┌────────

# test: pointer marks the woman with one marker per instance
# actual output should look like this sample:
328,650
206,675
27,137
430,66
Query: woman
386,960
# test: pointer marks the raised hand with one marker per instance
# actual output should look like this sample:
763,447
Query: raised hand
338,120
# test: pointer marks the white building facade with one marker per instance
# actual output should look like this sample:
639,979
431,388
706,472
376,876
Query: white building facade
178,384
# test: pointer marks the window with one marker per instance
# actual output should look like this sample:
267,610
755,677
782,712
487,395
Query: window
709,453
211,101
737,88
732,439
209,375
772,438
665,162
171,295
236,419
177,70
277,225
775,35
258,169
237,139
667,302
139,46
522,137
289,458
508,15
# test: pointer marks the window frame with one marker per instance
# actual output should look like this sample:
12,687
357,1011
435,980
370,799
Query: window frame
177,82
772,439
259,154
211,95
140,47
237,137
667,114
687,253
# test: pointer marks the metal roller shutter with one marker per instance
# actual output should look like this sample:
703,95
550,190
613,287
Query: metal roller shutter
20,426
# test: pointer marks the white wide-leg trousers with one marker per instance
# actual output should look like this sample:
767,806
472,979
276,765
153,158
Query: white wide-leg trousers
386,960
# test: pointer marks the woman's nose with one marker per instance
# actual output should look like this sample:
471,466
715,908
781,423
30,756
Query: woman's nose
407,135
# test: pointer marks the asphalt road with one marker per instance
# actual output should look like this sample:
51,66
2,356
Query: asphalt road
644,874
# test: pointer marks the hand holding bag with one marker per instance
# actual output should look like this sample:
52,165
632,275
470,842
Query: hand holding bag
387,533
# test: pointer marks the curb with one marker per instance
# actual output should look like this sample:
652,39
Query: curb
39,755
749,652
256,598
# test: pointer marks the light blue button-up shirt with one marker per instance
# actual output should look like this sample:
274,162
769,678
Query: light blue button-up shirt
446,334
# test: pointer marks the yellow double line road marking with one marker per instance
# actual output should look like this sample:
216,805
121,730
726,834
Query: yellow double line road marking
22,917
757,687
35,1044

└────────

▶ **WHAT IS BEING ASKED**
Each record above is to be reproduced exactly, in full.

▶ **EXERCISE OUTPUT**
# test: pointer marks the woman with one marker per instance
# actual output should look like this sample:
328,650
206,675
27,137
430,66
Query: woman
386,960
# test: pointer marks the raised hand with one marker per instance
# actual output should look like this sample:
763,447
Query: raised hand
338,120
# test: pointer marks the white building facade with one marker per instance
# actual output should look like this sample:
639,979
431,388
706,472
376,876
Query: white building facade
178,384
# test: pointer marks the window with one marker per instance
# actual output should look like this sample:
267,610
755,677
782,712
487,395
Query: window
709,453
211,101
737,88
732,439
209,375
772,438
665,162
171,295
236,419
177,70
277,225
775,35
258,169
237,139
667,302
139,46
522,137
289,458
508,15
# test: pointer marks the window frame with one marker per instance
# actual output should look like this sample:
12,687
357,1011
435,980
370,799
Query: window frame
177,82
772,439
259,154
211,95
140,47
237,137
667,114
687,253
# test: pointer marks the metal roller shutter with one marker per instance
# actual output should look like this sample:
703,95
550,190
613,287
Query: metal roller shutter
20,426
# test: pointer marks the white wide-leg trousers with one marker per instance
# actual output should look like this sample:
767,806
472,979
276,765
153,158
Query: white wide-leg trousers
386,960
# test: pointer marks the woman's nose with one marker per instance
# actual output should look like this sample:
471,466
715,908
781,423
30,756
Query: woman's nose
407,135
# test: pointer marks the asphalt road with one marker per instance
# actual output should look like this sample:
51,66
2,356
Query: asphalt road
644,874
# test: pointer marks the hand holding bag with one marker per instance
# actual output should look like this sample:
52,165
632,275
470,842
Query: hand holding bag
387,533
# test: pointer marks the curb with one marker per instance
# actual output should look like this sample:
652,39
Query: curb
39,755
749,652
256,598
# test: pointer marks the light blue button-up shirt with one marker per instance
# actual output should look like this sample:
274,162
769,678
Query: light blue button-up shirt
446,334
# test: pointer marks the yellow double line road marking with one marker per instance
# actual output should look like this sample:
216,805
121,730
726,834
Query: yellow double line road marking
22,917
757,687
35,1044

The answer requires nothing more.